━━━ Entries supplied
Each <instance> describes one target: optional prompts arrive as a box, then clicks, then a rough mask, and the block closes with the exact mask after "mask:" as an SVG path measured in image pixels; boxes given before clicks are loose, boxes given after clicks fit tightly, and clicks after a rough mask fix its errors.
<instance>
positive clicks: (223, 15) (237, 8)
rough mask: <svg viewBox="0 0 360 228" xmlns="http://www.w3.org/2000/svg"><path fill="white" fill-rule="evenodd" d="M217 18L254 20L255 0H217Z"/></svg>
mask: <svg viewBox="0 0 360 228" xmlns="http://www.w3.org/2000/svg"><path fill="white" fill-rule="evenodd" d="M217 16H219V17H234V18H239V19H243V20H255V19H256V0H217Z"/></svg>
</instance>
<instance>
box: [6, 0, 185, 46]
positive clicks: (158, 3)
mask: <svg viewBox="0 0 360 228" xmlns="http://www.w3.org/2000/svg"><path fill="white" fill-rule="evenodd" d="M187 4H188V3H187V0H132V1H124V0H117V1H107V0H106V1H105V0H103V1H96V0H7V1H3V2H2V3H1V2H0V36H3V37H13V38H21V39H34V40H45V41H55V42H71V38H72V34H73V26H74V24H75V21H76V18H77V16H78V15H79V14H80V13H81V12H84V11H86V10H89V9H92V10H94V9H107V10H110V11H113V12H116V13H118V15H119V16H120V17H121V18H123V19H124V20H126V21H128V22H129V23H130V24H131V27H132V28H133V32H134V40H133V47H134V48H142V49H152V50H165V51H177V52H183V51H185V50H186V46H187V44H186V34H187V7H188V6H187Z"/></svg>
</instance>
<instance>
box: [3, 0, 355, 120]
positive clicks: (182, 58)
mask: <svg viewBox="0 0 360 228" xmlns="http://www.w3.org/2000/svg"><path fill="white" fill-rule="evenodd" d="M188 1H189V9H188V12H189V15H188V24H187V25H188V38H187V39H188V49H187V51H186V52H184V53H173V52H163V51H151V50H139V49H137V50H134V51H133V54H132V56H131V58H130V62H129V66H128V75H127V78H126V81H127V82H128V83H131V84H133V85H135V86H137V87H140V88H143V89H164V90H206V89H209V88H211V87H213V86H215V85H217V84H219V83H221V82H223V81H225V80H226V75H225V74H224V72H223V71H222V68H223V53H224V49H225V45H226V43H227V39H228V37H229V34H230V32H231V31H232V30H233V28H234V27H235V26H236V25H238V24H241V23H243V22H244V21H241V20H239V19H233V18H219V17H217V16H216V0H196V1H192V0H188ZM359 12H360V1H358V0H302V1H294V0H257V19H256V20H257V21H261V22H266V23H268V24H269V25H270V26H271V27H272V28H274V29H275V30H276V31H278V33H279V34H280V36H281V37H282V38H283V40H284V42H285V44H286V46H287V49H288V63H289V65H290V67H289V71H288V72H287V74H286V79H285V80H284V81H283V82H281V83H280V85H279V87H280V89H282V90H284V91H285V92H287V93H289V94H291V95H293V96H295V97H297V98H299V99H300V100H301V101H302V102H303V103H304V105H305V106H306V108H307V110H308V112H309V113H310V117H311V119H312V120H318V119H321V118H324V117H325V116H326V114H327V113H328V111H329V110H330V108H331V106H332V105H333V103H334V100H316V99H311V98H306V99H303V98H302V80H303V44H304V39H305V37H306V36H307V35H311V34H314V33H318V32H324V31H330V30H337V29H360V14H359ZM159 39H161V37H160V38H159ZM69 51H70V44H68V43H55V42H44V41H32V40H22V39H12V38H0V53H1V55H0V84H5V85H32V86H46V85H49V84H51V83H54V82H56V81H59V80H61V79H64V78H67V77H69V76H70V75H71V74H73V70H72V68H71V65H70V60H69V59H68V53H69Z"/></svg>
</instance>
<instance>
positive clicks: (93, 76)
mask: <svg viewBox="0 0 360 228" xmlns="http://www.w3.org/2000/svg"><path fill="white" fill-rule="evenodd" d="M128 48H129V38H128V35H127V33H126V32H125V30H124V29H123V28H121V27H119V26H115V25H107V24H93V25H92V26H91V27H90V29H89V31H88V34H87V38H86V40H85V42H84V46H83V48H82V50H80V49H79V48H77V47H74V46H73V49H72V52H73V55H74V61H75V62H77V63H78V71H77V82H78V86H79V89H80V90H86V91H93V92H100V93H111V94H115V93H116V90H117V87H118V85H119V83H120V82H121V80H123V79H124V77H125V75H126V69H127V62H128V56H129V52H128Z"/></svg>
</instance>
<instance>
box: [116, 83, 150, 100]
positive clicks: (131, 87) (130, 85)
━━━━━━
How many lines of the items above contain the string "positive"? Matching is case-sensitive, and the reply should be only the number.

Result of this task: 5